EXCERPT TO READ:

When Israeli Prime Minister Benjamin Netanyahu addresses a joint session of the U.S. Congress on Wednesday, Rabbi Moshe Hauer, executive vice president of the Orthodox Union, hopes that the wartime premier will “really speak to the bipartisan consensus around Israel—that he will be able to bring together both sides around the existential struggle Israel is facing right now.”
Hauer told JNS that he hopes that Netanyahu will present a counter-narrative to the one that “has been peddled around and which is gaining far too much traction,” that Israel is the oppressor and the Palestinians the oppressed.
Netanayhu should “tell patiently, convincingly, the story of the values which are being brought to bear by the Jewish people in response to this horrible, sustained attack on our very existence,” he said.
Matt Brooks, CEO of the Republican Jewish Coalition, told reporters in Milwaukee last week that he also hopes that Netanyahu will “help shift public opinion back to the horrors suffered by Israel.”
“This is not a war that Israel wanted,” he said. “This is not a war that Israel started.”
Rep. David Kustoff (R-Tenn.), one of two Jewish House Republicans, told JNS last week that he thinks Netanyahu will address two points.
“One is that Israel recognizes that the United States is Israel’s greatest ally, and he knows how the majority of the American people feel about Israel, and also feel about the Jewish people,” said Kustoff.
The Tennessee Republican also thinks that Netanyahu “is going to continue to make the case that Israel and the United States must defeat terrorism down to its roots.”
‘Warmth’
Netanyahu need not come across as “mushy” or a “teddy bear” as he seeks to bridge Washington’s partisan divide with respect to the Jewish state, according to Hauer. But the Orthodox Union leader is looking for “warmth” from the premier, he told JNS.
“He is completely capable of being very articulate and clear about the strength which America has led Israel to over time, and about the strength of their moral voice, and what a difference it has made to us,” said Hauer.

INPUT DATA:

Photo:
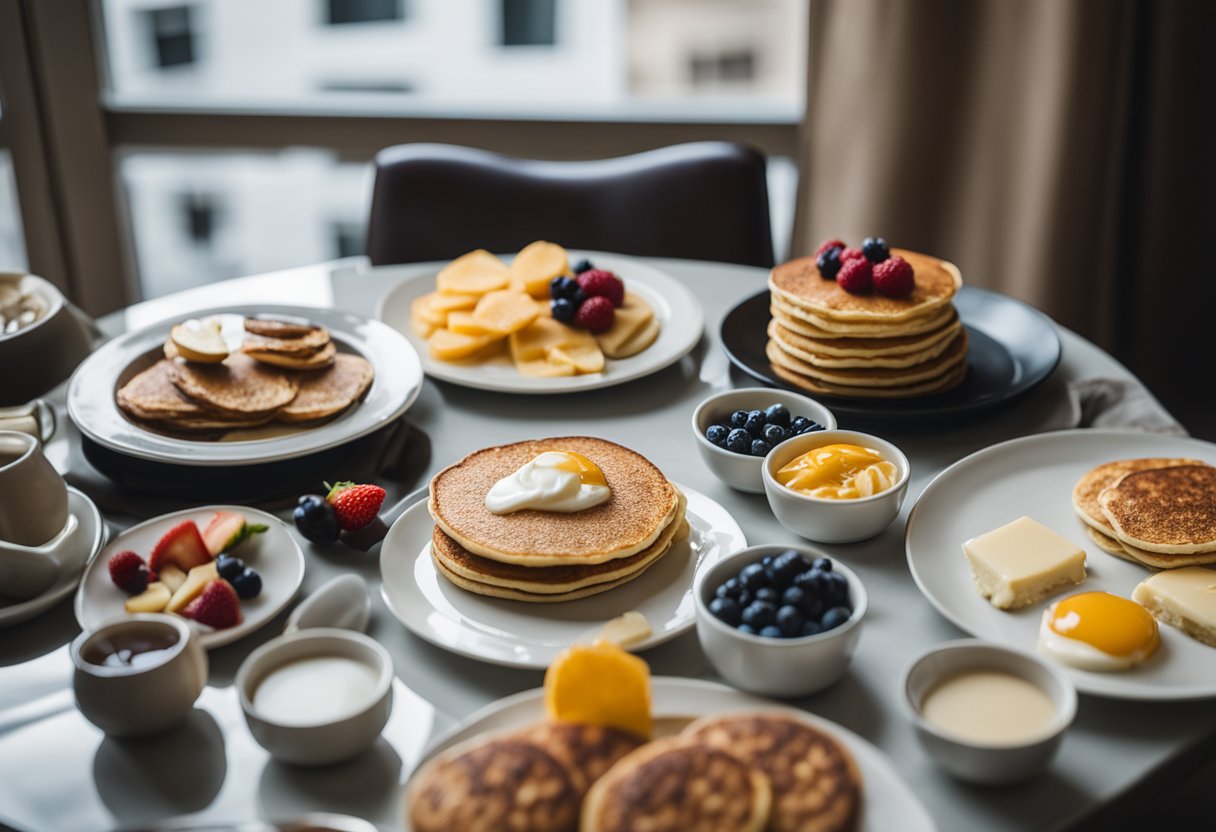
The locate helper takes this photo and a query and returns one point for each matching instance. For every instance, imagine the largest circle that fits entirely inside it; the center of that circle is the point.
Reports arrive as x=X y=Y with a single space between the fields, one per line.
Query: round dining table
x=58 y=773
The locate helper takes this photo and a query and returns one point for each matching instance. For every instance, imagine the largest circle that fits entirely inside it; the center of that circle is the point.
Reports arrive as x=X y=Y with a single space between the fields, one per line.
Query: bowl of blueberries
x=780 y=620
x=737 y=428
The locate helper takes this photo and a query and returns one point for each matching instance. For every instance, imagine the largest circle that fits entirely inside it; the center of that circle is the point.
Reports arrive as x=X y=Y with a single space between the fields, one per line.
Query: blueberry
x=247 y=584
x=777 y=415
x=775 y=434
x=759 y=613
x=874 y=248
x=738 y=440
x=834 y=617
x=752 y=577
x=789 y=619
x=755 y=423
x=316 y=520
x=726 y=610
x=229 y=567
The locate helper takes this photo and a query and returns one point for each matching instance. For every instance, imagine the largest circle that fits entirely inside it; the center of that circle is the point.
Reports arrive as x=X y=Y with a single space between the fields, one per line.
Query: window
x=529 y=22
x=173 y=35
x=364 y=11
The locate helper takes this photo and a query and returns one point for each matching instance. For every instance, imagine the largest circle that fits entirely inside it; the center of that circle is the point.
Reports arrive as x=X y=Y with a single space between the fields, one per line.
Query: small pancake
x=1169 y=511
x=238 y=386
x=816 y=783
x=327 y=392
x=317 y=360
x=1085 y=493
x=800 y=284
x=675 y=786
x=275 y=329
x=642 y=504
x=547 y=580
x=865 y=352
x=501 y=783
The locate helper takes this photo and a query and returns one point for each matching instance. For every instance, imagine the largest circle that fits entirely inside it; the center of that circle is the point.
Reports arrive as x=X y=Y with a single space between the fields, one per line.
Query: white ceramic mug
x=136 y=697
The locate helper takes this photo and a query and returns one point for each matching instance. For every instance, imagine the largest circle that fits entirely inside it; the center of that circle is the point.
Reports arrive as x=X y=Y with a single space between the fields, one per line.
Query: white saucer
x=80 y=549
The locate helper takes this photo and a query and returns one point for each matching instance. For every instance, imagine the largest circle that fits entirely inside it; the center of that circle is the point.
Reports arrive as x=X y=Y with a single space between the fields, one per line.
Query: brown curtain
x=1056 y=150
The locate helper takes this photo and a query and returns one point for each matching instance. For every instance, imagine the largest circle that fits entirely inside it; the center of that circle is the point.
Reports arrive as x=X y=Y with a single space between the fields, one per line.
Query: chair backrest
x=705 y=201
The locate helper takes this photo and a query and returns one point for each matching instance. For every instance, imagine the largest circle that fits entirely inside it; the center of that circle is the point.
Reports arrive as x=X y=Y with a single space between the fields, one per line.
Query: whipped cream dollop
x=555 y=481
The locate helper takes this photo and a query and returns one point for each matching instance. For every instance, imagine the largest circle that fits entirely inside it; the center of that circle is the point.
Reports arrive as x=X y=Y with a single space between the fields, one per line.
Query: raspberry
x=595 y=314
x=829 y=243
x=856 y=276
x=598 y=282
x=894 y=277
==
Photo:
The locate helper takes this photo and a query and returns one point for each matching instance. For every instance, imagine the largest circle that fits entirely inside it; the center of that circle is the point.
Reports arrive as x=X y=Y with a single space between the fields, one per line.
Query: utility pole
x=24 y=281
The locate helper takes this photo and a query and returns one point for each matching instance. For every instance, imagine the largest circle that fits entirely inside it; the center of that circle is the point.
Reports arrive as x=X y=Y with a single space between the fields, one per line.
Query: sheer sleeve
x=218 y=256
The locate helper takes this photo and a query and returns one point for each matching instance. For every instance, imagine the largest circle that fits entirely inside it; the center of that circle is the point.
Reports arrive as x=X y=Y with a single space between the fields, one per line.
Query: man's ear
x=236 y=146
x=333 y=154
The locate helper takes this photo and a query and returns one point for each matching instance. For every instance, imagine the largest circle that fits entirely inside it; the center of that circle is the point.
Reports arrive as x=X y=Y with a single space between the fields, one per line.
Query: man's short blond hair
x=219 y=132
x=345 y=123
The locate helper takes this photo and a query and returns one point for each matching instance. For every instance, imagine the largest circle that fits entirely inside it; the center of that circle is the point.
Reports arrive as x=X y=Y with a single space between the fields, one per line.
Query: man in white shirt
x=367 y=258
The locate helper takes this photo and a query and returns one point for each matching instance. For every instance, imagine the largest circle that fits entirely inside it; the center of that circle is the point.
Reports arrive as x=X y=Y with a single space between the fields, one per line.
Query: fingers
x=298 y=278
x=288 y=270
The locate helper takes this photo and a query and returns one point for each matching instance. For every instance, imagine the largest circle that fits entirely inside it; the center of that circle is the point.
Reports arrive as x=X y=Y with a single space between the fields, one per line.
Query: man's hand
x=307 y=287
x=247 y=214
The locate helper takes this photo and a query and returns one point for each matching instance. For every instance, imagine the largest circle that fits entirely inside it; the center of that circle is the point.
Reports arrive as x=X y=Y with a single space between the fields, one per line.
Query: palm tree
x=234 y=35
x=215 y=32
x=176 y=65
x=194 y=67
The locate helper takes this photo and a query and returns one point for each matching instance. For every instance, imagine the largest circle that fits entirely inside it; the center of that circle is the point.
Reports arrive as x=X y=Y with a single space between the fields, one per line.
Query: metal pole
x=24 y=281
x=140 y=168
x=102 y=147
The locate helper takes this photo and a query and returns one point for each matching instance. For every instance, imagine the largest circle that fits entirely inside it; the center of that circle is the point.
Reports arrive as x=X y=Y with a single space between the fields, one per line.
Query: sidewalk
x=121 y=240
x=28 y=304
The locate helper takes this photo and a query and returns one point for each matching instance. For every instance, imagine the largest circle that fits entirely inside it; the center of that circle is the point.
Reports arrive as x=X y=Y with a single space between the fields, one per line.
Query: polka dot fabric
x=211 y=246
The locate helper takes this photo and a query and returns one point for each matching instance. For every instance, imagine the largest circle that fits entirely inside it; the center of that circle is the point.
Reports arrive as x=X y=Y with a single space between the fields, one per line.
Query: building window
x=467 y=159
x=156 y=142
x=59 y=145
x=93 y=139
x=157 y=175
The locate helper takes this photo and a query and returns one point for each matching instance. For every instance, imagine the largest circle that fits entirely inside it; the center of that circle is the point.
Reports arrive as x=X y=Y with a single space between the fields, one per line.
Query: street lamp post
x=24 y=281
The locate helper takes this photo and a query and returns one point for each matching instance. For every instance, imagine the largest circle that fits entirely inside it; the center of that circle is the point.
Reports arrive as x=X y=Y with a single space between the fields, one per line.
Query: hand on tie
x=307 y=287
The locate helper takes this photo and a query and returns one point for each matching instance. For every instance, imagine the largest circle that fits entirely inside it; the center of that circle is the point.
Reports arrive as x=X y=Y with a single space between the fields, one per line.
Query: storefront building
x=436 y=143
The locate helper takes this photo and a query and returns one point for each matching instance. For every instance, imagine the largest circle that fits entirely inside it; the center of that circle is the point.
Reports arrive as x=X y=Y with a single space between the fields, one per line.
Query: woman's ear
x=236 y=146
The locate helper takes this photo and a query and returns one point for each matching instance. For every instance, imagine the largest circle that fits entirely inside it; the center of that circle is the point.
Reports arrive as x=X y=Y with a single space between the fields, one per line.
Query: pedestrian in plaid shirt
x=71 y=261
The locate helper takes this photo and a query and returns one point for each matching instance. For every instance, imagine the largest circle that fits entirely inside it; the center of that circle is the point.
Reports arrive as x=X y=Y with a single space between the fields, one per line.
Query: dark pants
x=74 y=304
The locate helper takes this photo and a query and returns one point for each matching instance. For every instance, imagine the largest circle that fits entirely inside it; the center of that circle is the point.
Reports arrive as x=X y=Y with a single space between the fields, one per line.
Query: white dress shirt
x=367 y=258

WORK ITEM A: Quote the article about Netanyahu's address to Congress word for word, from "Matt Brooks, CEO" up to and including "address two points.".
WORK ITEM B: Pick up the article about Netanyahu's address to Congress after its last sentence and keep writing.

ANSWER A:
Matt Brooks, CEO of the Republican Jewish Coalition, told reporters in Milwaukee last week that he also hopes that Netanyahu will “help shift public opinion back to the horrors suffered by Israel.”
“This is not a war that Israel wanted,” he said. “This is not a war that Israel started.”
Rep. David Kustoff (R-Tenn.), one of two Jewish House Republicans, told JNS last week that he thinks Netanyahu will address two points.

ANSWER B:
He cited the military assets that Washington provided Israel and the way that it backed the Jewish state in international fora in the opening days of the conflict.
“Yes, we wish some of the things that we asked from you would come faster and more completely, but there’s a pipeline for goodness’ sake, and you have been providing for us, and we’re deeply appreciative of that,” Hauer said, channeling the tone he wants to hear from Netanyahu.
Fruitful relationship
Speaking to reporters in Milwaukee last week, Brooks said that past Trump ire about his political rivals receiving credit—including Netanyahu’s routine congratulations to Biden after the latter won the 2020 election—was water under the bridge.
“I can assure you that he and the prime minister will have a very positive and productive working relationship,” Brooks told reporters of Trump. The RJC leader said that he has had conversations with both Trump and Netanyahu.
Brooks didn’t share details of conversations with Trump but claimed he could say with “absolute certainty” that the relationship, should Trump be re-elected, “will be productive, fruitful and pick up right where it left off.”
Hauer asserted that the issue of concern over Trump’s reaction to praise for Biden in a speech could not simply be “cast aside.”
“This is a political season, and anything which he says is going to be used and reflected upon by candidates on both sides,” said Hauer. “I don’t think it would be wise for anybody to put something like this aside for the day. To say that those considerations have to throttle him and has to stop them from being able to say clearly what ought to be said about America, about both sides of the aisle, I don’t think it should get in the way.”
Antisemitism
Hauer told JNS that he hopes Netanyahu will devote more than just a “throwaway line” to surging Jew-hatred worldwide since Hamas’s Oct. 7 terror attack.
“It’s just a fundamental issue that we are dealing with right now. This is an issue which has to be elevated in the eyes of Congress,” said Hauer. “When such a prominent leader within the Jewish people comes before them, for him not to focus on it would minimize the issue—one of the core issues that Congress has to be dealing with around the Jewish people.”
Brooks hopes one takeaway from the address will be that the United States and its close ally share a common foe.
“Israel is fighting against Hamas, and it is the same fight that affects America and the west. This is not an Israel-only issue,” he said. “Israel’s fight is America’s fight. America’s fight is Israel’s fight.”